Questions -
- a) List every calendar date in the court report's section headed "Administrative Proceedings."
- b) According to the court report, which Administrative Law Judge heard the plaintiff's case?
- c) Summarize the court report in two sentences.

--- Text section Enclosed Below ---

After the withdrawal by counsel, the undersigned issued an order striking the previously filed motions for summary judgment (Dkt. 13, 14), and setting a new briefing schedule for the parties. (Dkt. 21). New counsel did not appear for plaintiff, who is now deemed to be proceeding in this matter pro se. Plaintiff's motion for summary judgment was due on March 1, 2016. The scheduling order specifically provided that "PLAINTIFF'S FAILURE TO TIMELY FILE A MOTION FOR SUMMARY JUDGMENT WILL RESULT IN A RECOMMENDATION OF DISMISSAL." (Dkt. 21) (emphasis in original). The deadline for plaintiff to file a motion for summary judgment has passed and she has neither filed a motion nor contacted the Court. The Commissioner filed her motion for summary judgment on March 15, 2016. (Dkt. 22).
B. Administrative Proceedings
Plaintiff filed the instant claims on October 27, 2011, alleging that she became unable to work on September 16, 2011. (Dkt. 6-2, Pg ID 43). The claim was initially disapproved by the Commissioner on December 7, 2011. Id. Plaintiff requested a hearing and on November 2, 2012, plaintiff appeared before Administrative Law Judge (ALJ) Andrew G. Sloss, who considered the case de novo. (Dkt. 6-2, Pg ID 62-81). In a decision dated January 31, 2013, the ALJ found that plaintiff was not disabled. (Dkt. 6-2, Pg ID 40-52). Plaintiff requested a review of this decision on February 7, 2013. (Dkt. 6-2, Pg ID 38-39). The ALJ's decision became the final decision of the Commissioner on April 22, 2014, when the Appeals Council denied plaintiff's request for review. (Dkt. 6-2, Pg ID 27-30); Wilson v. Comm'r of Soc. Sec., 378 F.3d 541, 543-44 (6th Cir. 2004).
This matter is now ready for report and recommendation. The Court concludes that substantial evidence supports the decision of the Administrative Law Judge. The Court therefore RECOMMENDS that the findings of the Commissioner of Social Security be AFFIRMED or, in the alternative, that plaintiff's complaint be DISMISSED WITHOUT PREJUDICE pursuant to Fed.R.Civ.P. 41(b).

--- End of Enclosed Text section ---
--- Dataset entries Enclosed Below ---

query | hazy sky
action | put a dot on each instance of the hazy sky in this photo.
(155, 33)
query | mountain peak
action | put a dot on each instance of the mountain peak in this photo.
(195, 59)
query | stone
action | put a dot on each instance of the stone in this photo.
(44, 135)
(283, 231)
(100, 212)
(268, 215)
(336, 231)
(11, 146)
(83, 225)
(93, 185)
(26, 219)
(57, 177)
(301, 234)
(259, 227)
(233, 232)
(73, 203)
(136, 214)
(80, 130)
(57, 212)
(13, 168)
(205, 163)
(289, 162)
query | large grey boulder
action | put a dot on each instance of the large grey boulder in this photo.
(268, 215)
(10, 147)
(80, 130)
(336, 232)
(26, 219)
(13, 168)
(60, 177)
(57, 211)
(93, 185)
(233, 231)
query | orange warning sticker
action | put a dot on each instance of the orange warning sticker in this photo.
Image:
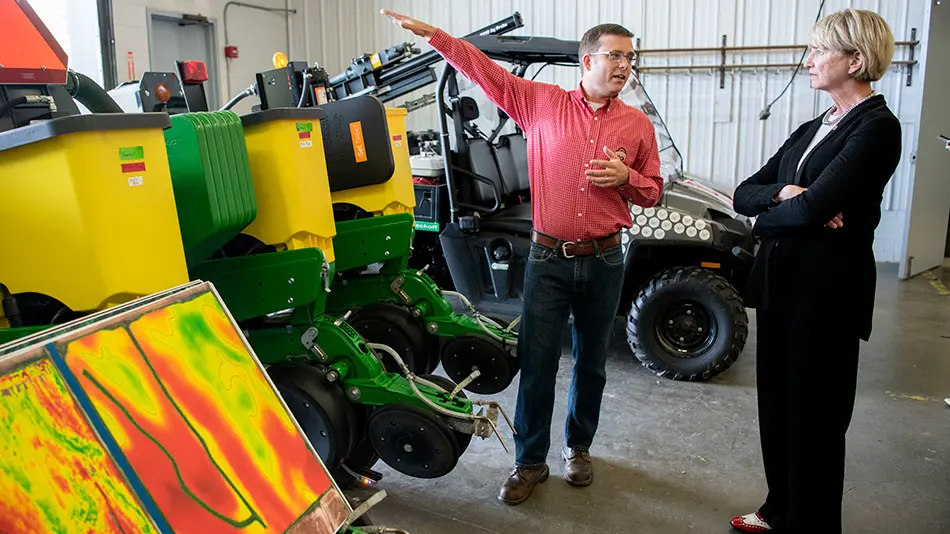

--- End of Enclosed Dataset entries ---

Answers below -
- a) October 27, 2011; September 16, 2011; December 7, 2011; November 2, 2012; January 31, 2013; February 7, 2013; April 22, 2014

- b) Andrew G. Sloss

- c) After counsel withdrew, the plaintiff, now deemed to be proceeding pro se, let the March 1, 2016 deadline for a summary judgment motion pass without filing or contacting the Court, while the Commissioner filed her motion on March 15, 2016. The ALJ found the plaintiff not disabled and the Appeals Council denied review, so the Court recommends that the Commissioner's findings be affirmed or, alternatively, that the complaint be dismissed without prejudice.